Using: R 3.0.2 and rstan 2.1.0

test_data.Rdat

irt_test.stan

Bob Carpenter

unread,

Jan 4, 2014, 7:02:10 AM1/4/14

to stan-...@googlegroups.com

1. In general, there's no reason to expect the
mode to be near the high-mass probability region
unless there is a large amount of data.

2. The log prob calculations for the sampling
model includes the Jacobian term exp(alpha),
or in the more standard model, SUM_i exp(alpha[i]).

3. Your IRT model is non-standard in that alpha is
typically an item-level parameter, not a single
variable. So where you have:

parameters {
real theta[N];
real beta[I];
real <lower=0> alpha;
}

model {
row_vector[NN] diff_local;

theta ~ normal(0, 1);
beta ~ normal(0, 10);
alpha ~ lognormal(0, 1);

for (n in 1:NN) {
diff_local[n] <- theta[id[n]] - beta[item[n]];
}

resp ~ bernoulli_logit(alpha * diff_local);

}

I would've expected to see the declaration as

real<lower=0> alpha[I];

and then this line as:

diff_local[n] <- alpha[item[n]] * (theta[id[n]] - beta[item[n]]);

As is, it's providing an overall scale, which I'm not
sure is going to be well identified and may be the source
of the issue you're seeing.

- Bob

On 1/4/14, 6:12 AM, qlathrop wrote:
> Hello and thanks in advance for helping,
>
> I'm trying to understand differences in results from the same model and data between sampling (NUTS) and optimizing
> (BFGS). If there are any additional comments or suggestions regarding the attached model or anything else they are more
> than welcome.
>
> irt_test.stan is a simple IRT model set up for long data. The model is of the form resp ~ alpha * (theta_p - beta_i)
> where we have person p's ability theta_p, item i's difficulty beta_i, and a global discrimination parameter (equal
> across all items) alpha.
>
> test_data.Rdat is some simulated data. theta ~ N(0,1), beta ~N(0,1), alpha = 1.3, complete data from 500 persons and 25
> items.
>
> Then in R, compile the model, then sample from the posterior and optimize:
>
> |
> load("test_data.Rdat") #list of named objects, called testData
>
> testModel <- stan(file = "irt_test.stan", iter = 1, chains = 1, data = testData)
>
> outSample <- stan(fit = testModel, data = testData, pars = c("alpha", "beta", "theta"), iter = 800, warmup = 400, chains
> = 2)
>
> outOptim <- optimizing(testModel@stanmodel, data = testData, hessian = T)
____________________
Brief A:
Which main facts does the forum thread give in the paragraph beginning "irt_test.stan is a simple IRT model"? Restate them briefly as a list.

Point-based annotation data
____________________
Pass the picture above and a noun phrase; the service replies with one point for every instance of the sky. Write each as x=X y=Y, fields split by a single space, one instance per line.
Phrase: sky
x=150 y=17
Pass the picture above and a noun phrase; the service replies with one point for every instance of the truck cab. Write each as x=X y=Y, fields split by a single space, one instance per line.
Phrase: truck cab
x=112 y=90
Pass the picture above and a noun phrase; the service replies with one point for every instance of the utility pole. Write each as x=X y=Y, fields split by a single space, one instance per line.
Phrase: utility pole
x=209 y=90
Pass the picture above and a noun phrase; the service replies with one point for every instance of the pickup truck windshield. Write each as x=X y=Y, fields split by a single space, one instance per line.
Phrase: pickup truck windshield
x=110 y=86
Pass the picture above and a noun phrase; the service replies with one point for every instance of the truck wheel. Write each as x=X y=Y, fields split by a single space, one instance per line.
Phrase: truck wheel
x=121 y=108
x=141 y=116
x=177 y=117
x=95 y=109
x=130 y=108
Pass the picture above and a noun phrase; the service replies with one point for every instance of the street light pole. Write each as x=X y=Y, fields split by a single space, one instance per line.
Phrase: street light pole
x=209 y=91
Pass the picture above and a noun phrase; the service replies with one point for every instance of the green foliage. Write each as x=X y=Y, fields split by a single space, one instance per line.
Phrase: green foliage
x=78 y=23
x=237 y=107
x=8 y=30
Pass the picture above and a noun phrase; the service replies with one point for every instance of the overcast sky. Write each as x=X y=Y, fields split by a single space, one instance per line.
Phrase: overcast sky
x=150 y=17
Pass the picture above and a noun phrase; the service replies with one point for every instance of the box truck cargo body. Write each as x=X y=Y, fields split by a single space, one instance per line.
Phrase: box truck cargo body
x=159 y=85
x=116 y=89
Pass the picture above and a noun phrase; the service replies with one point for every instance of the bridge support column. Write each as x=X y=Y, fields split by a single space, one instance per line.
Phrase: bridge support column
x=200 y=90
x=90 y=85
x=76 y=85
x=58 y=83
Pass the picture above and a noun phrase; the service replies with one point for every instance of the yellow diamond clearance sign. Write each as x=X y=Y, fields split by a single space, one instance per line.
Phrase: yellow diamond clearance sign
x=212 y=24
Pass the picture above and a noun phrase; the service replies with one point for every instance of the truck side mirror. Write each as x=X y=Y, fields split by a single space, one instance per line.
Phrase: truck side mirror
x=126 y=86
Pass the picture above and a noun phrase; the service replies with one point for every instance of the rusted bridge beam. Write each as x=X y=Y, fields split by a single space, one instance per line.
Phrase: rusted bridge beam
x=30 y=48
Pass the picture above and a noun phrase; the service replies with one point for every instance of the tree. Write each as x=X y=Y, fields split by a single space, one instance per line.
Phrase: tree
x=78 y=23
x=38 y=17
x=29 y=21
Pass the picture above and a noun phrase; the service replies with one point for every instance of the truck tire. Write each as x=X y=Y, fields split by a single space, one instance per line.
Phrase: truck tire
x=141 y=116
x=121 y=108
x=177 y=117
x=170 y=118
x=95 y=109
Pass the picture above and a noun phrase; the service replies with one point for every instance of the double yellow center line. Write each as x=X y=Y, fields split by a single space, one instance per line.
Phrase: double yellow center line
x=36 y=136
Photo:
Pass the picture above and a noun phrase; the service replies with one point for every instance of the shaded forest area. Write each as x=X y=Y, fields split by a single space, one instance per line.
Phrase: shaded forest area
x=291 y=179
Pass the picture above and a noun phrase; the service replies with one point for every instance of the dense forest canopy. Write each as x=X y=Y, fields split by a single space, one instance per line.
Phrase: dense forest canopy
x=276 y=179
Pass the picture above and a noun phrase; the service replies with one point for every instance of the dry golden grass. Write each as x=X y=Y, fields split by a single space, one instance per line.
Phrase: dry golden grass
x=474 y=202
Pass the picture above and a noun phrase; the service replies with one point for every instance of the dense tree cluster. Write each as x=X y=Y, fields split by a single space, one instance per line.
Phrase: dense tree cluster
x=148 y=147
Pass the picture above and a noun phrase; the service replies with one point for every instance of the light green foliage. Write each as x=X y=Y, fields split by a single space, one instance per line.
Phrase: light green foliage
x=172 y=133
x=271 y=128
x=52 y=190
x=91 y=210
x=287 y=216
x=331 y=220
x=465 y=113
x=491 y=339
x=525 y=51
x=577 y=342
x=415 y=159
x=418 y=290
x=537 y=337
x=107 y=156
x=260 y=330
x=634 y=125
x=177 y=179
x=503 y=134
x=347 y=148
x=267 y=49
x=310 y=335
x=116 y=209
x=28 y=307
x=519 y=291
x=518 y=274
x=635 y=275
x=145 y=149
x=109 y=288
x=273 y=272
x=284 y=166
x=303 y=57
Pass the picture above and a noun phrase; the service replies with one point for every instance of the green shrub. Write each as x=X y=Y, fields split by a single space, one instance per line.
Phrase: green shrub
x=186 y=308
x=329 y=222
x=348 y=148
____________________
Brief B:
Could you rewrite the stretch of the listing from the line containing "the dense tree" through the end of the listing as a JSON list of strings, one string per line, leaving out blank lines?

Full output A:
- irt_test.stan is a simple IRT model set up for long data.
- The model has the form resp ~ alpha * (theta_p - beta_i).
- theta_p is person p's ability.
- beta_i is item i's difficulty.
- alpha is a global discrimination parameter, equal across all items.

Full output B:
[
  "Pass the picture above and a noun phrase; the service replies with one point for every instance of the dense tree cluster. Write each as x=X y=Y, fields split by a single space, one instance per line.",
  "Phrase: dense tree cluster",
  "x=148 y=147",
  "Pass the picture above and a noun phrase; the service replies with one point for every instance of the light green foliage. Write each as x=X y=Y, fields split by a single space, one instance per line.",
  "Phrase: light green foliage",
  "x=172 y=133",
  "x=271 y=128",
  "x=52 y=190",
  "x=91 y=210",
  "x=287 y=216",
  "x=331 y=220",
  "x=465 y=113",
  "x=491 y=339",
  "x=525 y=51",
  "x=577 y=342",
  "x=415 y=159",
  "x=418 y=290",
  "x=537 y=337",
  "x=107 y=156",
  "x=260 y=330",
  "x=634 y=125",
  "x=177 y=179",
  "x=503 y=134",
  "x=347 y=148",
  "x=267 y=49",
  "x=310 y=335",
  "x=116 y=209",
  "x=28 y=307",
  "x=519 y=291",
  "x=518 y=274",
  "x=635 y=275",
  "x=145 y=149",
  "x=109 y=288",
  "x=273 y=272",
  "x=284 y=166",
  "x=303 y=57",
  "Pass the picture above and a noun phrase; the service replies with one point for every instance of the green shrub. Write each as x=X y=Y, fields split by a single space, one instance per line.",
  "Phrase: green shrub",
  "x=186 y=308",
  "x=329 y=222",
  "x=348 y=148"
]